_WHAT IS NEEDED_. All lines from the one containing "per_instance = true" to the end of the data below are to be returned exactly, both ends included, with nothing added.

_PROVIDED RECORDS_.
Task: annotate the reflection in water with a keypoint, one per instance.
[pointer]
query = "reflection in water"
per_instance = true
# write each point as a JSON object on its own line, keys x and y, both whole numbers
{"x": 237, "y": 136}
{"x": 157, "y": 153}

_REPLY_.
per_instance = true
# write each point as a JSON object on its own line, keys x and y, both whole numbers
{"x": 237, "y": 136}
{"x": 157, "y": 153}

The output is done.